Records shown:
--------

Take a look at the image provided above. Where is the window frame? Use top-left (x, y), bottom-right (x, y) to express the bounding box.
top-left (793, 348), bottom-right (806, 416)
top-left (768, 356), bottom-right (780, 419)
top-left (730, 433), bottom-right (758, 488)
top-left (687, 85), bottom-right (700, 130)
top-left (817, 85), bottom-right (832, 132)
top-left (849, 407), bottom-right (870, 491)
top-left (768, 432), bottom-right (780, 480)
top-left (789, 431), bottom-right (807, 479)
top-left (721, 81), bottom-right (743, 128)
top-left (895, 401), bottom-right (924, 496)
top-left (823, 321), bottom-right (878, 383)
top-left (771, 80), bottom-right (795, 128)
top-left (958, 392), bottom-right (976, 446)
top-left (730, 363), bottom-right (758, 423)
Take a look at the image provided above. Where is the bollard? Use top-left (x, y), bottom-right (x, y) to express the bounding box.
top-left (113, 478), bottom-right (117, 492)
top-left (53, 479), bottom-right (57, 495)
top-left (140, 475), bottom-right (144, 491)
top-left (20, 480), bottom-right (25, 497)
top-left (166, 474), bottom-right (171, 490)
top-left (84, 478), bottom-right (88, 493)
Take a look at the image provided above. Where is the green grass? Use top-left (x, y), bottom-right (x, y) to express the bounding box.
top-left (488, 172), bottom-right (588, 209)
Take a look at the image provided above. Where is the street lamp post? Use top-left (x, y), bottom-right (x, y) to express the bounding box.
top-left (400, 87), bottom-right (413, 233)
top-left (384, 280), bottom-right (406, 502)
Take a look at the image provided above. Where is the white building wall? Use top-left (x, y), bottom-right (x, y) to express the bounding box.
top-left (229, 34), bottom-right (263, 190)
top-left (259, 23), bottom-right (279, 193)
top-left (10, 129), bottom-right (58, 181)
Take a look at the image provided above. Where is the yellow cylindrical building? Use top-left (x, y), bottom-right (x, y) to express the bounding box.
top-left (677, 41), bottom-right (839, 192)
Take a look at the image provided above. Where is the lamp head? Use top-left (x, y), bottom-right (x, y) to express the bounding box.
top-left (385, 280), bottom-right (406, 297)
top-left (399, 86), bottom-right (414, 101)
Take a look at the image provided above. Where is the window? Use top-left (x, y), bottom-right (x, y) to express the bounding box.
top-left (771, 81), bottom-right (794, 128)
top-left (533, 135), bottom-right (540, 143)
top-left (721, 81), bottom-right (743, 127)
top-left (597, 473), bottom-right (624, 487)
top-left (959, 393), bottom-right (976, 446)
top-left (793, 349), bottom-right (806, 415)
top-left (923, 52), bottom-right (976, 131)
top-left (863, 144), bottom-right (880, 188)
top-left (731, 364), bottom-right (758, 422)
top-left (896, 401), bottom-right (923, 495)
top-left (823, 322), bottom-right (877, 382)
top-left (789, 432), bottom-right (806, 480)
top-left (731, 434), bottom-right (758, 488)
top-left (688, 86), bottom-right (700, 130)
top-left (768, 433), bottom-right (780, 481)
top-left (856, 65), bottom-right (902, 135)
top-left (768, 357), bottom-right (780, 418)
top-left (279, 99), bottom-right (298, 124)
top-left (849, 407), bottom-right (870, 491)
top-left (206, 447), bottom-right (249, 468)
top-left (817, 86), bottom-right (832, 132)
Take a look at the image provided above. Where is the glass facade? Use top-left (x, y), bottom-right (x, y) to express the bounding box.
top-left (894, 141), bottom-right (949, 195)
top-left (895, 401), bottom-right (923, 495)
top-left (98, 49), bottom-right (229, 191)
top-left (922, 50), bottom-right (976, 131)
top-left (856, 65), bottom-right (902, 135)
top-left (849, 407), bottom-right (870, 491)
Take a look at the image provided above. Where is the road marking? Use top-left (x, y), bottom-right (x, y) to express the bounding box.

--------

Directions: An exact copy of the material above is needed.

Final answer:
Take a look at the image provided above. Where is the window frame? Use top-left (x, y), bottom-right (x, y) to express the bounding box.
top-left (793, 348), bottom-right (806, 416)
top-left (768, 356), bottom-right (780, 419)
top-left (730, 433), bottom-right (758, 488)
top-left (687, 85), bottom-right (700, 130)
top-left (817, 85), bottom-right (832, 132)
top-left (849, 407), bottom-right (870, 491)
top-left (768, 432), bottom-right (780, 480)
top-left (789, 431), bottom-right (807, 479)
top-left (721, 81), bottom-right (743, 128)
top-left (895, 401), bottom-right (924, 496)
top-left (823, 321), bottom-right (878, 383)
top-left (771, 80), bottom-right (795, 128)
top-left (958, 392), bottom-right (976, 446)
top-left (730, 363), bottom-right (758, 423)
Take a look at the image provided above. Where is the bollard? Use top-left (x, y), bottom-right (x, y) to express the bounding box.
top-left (113, 478), bottom-right (117, 492)
top-left (53, 479), bottom-right (57, 495)
top-left (140, 475), bottom-right (144, 491)
top-left (20, 480), bottom-right (25, 497)
top-left (166, 474), bottom-right (171, 490)
top-left (84, 478), bottom-right (88, 493)
Take a look at the image provided above. Where is the green grass? Use top-left (x, y), bottom-right (x, y) to express the bounding box.
top-left (488, 172), bottom-right (588, 209)
Take a look at the image provided above. Where is the street lamp post? Use top-left (x, y), bottom-right (x, y) to express the bounding box.
top-left (400, 87), bottom-right (413, 233)
top-left (384, 280), bottom-right (406, 502)
Take a look at the image provided above. Where is the white building wall? Use top-left (x, y), bottom-right (x, y) to express the bounding box.
top-left (229, 34), bottom-right (263, 190)
top-left (259, 23), bottom-right (279, 193)
top-left (10, 129), bottom-right (58, 181)
Take a look at the image provided above. Where is the yellow cylindrical building? Use top-left (x, y), bottom-right (x, y) to express the bounding box.
top-left (677, 41), bottom-right (839, 192)
Take a look at the image provided above. Where is the lamp head? Use top-left (x, y), bottom-right (x, y) to express the bounding box.
top-left (385, 280), bottom-right (406, 297)
top-left (399, 86), bottom-right (414, 101)
Take a look at the image provided above. Where is the window? Use top-left (x, y), bottom-right (x, y) to express the bounding box.
top-left (771, 81), bottom-right (794, 128)
top-left (533, 135), bottom-right (540, 143)
top-left (721, 81), bottom-right (743, 127)
top-left (597, 473), bottom-right (624, 487)
top-left (959, 393), bottom-right (976, 446)
top-left (793, 349), bottom-right (806, 415)
top-left (923, 52), bottom-right (976, 131)
top-left (863, 144), bottom-right (880, 188)
top-left (731, 364), bottom-right (758, 422)
top-left (896, 401), bottom-right (923, 495)
top-left (823, 322), bottom-right (877, 382)
top-left (789, 432), bottom-right (806, 480)
top-left (731, 434), bottom-right (758, 488)
top-left (688, 86), bottom-right (700, 130)
top-left (768, 433), bottom-right (780, 481)
top-left (856, 65), bottom-right (902, 135)
top-left (768, 357), bottom-right (780, 418)
top-left (279, 99), bottom-right (298, 124)
top-left (849, 407), bottom-right (870, 491)
top-left (206, 447), bottom-right (249, 468)
top-left (817, 86), bottom-right (832, 132)
Take a look at the image provided above. Where is the glass facade? Use top-left (x, y), bottom-right (x, y) to express the bounding box.
top-left (894, 141), bottom-right (949, 195)
top-left (895, 401), bottom-right (923, 495)
top-left (98, 49), bottom-right (229, 191)
top-left (922, 50), bottom-right (976, 131)
top-left (856, 65), bottom-right (902, 135)
top-left (849, 407), bottom-right (870, 491)
Take a look at the image provided above. Where is the road marking? Use top-left (x, y), bottom-right (x, y) to express the bounding box.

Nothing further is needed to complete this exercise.